#### Task goal
Leave the pictures out, and retype all of the material exactly as written.

(Labeled contour entries)
---
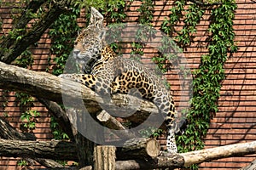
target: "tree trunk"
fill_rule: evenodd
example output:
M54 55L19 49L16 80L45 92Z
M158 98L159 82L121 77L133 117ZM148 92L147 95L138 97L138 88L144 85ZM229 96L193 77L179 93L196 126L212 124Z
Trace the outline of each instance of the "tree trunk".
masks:
M85 145L85 144L84 144ZM140 144L139 144L140 145ZM64 141L20 141L0 139L0 156L26 156L44 157L58 160L78 161L78 150L73 143ZM125 149L121 150L122 154L116 151L116 156L125 155ZM137 150L134 150L134 152ZM217 148L206 149L172 155L162 153L160 156L152 158L118 161L116 169L152 169L166 167L183 167L195 163L201 163L224 157L241 156L256 153L256 141L220 146ZM92 156L92 155L91 155ZM92 156L93 157L93 156ZM91 157L91 160L92 160ZM86 160L86 158L84 158ZM90 158L88 158L90 159ZM117 157L117 159L120 159ZM127 159L129 159L127 157ZM143 160L144 159L144 160ZM89 160L90 162L90 160ZM84 163L89 164L89 163ZM92 165L92 164L90 164Z
M115 170L115 147L96 146L94 149L95 170Z
M131 139L117 150L119 160L156 157L160 155L160 144L154 139Z
M0 139L0 156L78 161L75 144L64 141L20 141Z
M61 79L49 73L36 72L2 62L0 62L0 88L3 89L22 91L32 96L44 98L57 103L62 103L62 96L68 97L68 99L71 101L83 98L86 109L90 113L101 111L101 105L104 105L104 101L100 96L79 82ZM129 98L129 105L124 102L122 99L124 98ZM136 122L143 122L150 114L158 114L158 110L152 102L139 99L133 96L116 94L113 96L113 102L108 104L109 110L117 108L117 102L119 105L126 105L126 109L131 110L134 110L132 105L139 104L139 110L126 117L128 120ZM108 112L109 111L117 110L108 110ZM152 124L154 123L152 122Z

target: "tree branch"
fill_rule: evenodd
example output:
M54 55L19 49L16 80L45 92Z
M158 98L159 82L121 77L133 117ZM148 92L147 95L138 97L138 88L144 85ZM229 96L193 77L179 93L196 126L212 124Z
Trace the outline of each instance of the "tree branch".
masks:
M150 147L151 144L149 144ZM119 150L117 150L119 151ZM116 153L122 156L124 153ZM129 150L128 150L129 151ZM136 151L134 151L136 152ZM154 169L183 167L220 158L241 156L256 153L256 141L224 145L216 148L172 155L161 154L147 160L128 160L116 162L116 169ZM136 153L135 153L136 154ZM64 141L19 141L0 139L0 156L44 157L58 160L78 160L75 144ZM132 157L133 156L131 156ZM141 156L143 157L143 156ZM117 159L120 159L117 157ZM128 158L129 159L129 158Z
M90 113L101 111L101 105L105 105L103 99L88 88L79 82L61 80L49 73L36 72L2 62L0 62L0 88L3 89L22 91L32 96L57 103L62 103L63 95L68 97L70 101L82 98ZM129 96L129 105L127 105L127 103L122 99L124 98L127 99L127 96L124 94L113 96L113 102L108 104L108 108L109 108L108 111L116 111L115 109L113 110L111 109L117 108L117 104L125 105L128 110L134 110L134 105L140 104L138 110L127 117L128 120L137 122L143 122L150 114L158 114L156 106L151 102Z

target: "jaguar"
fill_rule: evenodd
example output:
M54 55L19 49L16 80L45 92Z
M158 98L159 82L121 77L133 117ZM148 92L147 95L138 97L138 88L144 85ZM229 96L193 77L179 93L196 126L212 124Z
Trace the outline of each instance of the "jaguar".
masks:
M72 54L84 65L84 72L62 74L60 77L80 82L102 96L125 94L130 89L137 89L143 99L154 102L159 112L165 115L167 151L177 153L175 105L170 91L152 70L113 52L105 40L103 19L99 11L91 8L90 24L79 33Z

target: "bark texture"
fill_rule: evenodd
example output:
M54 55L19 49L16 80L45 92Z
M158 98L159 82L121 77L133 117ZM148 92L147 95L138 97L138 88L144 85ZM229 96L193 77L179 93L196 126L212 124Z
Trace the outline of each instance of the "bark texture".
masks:
M96 146L94 149L94 169L115 170L115 147Z

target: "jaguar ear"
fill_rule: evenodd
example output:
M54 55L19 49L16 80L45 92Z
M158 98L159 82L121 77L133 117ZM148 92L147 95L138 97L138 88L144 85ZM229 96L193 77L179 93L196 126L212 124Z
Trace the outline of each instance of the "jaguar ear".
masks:
M103 28L103 15L95 8L90 8L90 26L93 26L96 29Z
M106 30L104 30L104 29L101 30L98 37L99 37L101 40L105 40L105 36L106 36Z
---
#### Correct response
target: "tree trunk"
fill_rule: evenodd
example output:
M54 55L19 49L16 80L45 92Z
M158 98L159 82L121 77L133 117ZM148 92L147 95L138 97L138 88L144 85ZM229 96L193 77L179 93L196 126L212 124Z
Trace the outline of each instance of the "tree trunk".
masks:
M85 145L85 144L84 144ZM140 144L139 144L140 145ZM64 141L20 141L0 139L0 156L26 156L44 157L58 160L78 161L78 150L73 143ZM125 149L121 150L122 154L116 151L116 156L125 155ZM137 150L134 150L134 152ZM217 148L206 149L172 155L162 153L160 156L152 158L118 161L116 169L152 169L166 167L183 167L195 163L201 163L224 157L241 156L256 153L256 141L220 146ZM92 156L92 155L91 155ZM92 156L93 157L93 156ZM91 157L91 160L92 160ZM86 160L86 158L84 158ZM90 158L88 158L90 159ZM117 157L117 159L120 159ZM127 159L129 159L127 157ZM143 160L144 159L144 160ZM89 160L90 162L90 160ZM84 163L89 164L89 163ZM92 165L92 164L90 164Z
M115 170L115 147L96 146L94 149L95 170Z
M131 139L117 150L119 160L156 157L160 155L160 144L154 139Z
M0 139L0 156L78 161L75 144L64 141L20 141Z
M61 79L49 73L36 72L2 62L0 62L0 88L3 89L22 91L32 96L44 98L57 103L62 103L62 96L68 97L68 99L71 101L83 98L86 109L90 113L101 111L101 105L104 105L104 101L100 96L79 82ZM129 98L129 105L124 102L122 99L124 98ZM136 122L143 122L150 114L158 114L158 110L152 102L139 99L133 96L116 94L113 96L113 102L108 104L109 110L117 108L117 102L119 105L126 105L126 109L131 110L134 110L132 105L139 104L139 110L126 117L128 120ZM108 112L109 111L117 110L108 110ZM152 124L154 123L152 122Z

target: "tree branch"
fill_rule: evenodd
example output:
M54 55L19 49L16 80L45 92Z
M158 98L159 82L121 77L133 117ZM148 92L147 95L138 97L138 88L144 85ZM229 96L193 77L179 93L196 126L212 124Z
Trace the outline of each instance of the "tree branch".
masks:
M150 147L151 144L149 144ZM119 150L117 150L119 151ZM116 153L122 156L124 153ZM129 150L128 150L129 151ZM136 151L134 151L136 152ZM154 169L183 167L220 158L241 156L256 153L256 141L224 145L216 148L172 155L161 154L147 160L128 160L116 162L116 169ZM136 153L135 153L136 154ZM64 141L19 141L0 139L0 156L44 157L58 160L78 160L75 144ZM132 157L133 156L131 156ZM141 156L143 157L143 156ZM117 159L120 159L117 157ZM128 158L129 159L129 158Z
M90 113L101 111L101 105L105 105L103 99L88 88L79 82L61 80L49 73L36 72L2 62L0 62L0 88L3 89L22 91L32 96L57 103L62 103L63 95L68 97L70 101L82 98ZM129 96L129 105L127 105L127 103L122 99L124 98L127 99L127 96L124 94L113 96L113 102L108 104L108 108L109 108L108 111L116 111L115 109L113 110L111 109L117 108L117 104L125 105L128 110L134 110L134 105L140 104L138 110L127 117L128 120L137 122L143 122L150 114L158 114L156 106L151 102Z

target: "jaguar"
fill_rule: evenodd
example output:
M54 55L19 49L16 80L45 92Z
M158 98L159 82L121 77L133 117ZM148 92L147 95L138 97L138 88L144 85ZM229 96L193 77L179 93L196 126L212 124Z
Trace the outline of each instance of the "jaguar".
masks:
M72 54L84 65L84 72L62 74L60 77L80 82L102 96L125 94L130 89L137 89L143 99L154 102L159 112L165 115L167 151L177 153L175 105L170 91L152 70L113 52L105 40L103 19L99 11L91 8L90 24L79 33Z

target: "bark texture"
fill_rule: evenodd
example output:
M54 55L19 49L16 80L45 92Z
M158 98L159 82L121 77L133 117ZM148 92L147 95L138 97L138 88L144 85ZM229 96L193 77L179 93L196 126L212 124Z
Trace the outline of each instance of the "bark texture".
masks:
M96 146L94 149L94 169L115 170L115 147Z

target: "jaguar ear"
fill_rule: evenodd
example output:
M54 55L19 49L16 80L45 92Z
M158 98L159 82L121 77L133 117ZM148 92L147 95L138 97L138 88L144 85ZM229 96L193 77L179 93L196 126L212 124Z
Trace the outline of each instance of the "jaguar ear".
masks:
M103 28L103 15L95 8L90 8L90 26L93 26L96 29Z
M106 30L104 30L104 29L101 30L98 37L99 37L101 40L105 40L105 36L106 36Z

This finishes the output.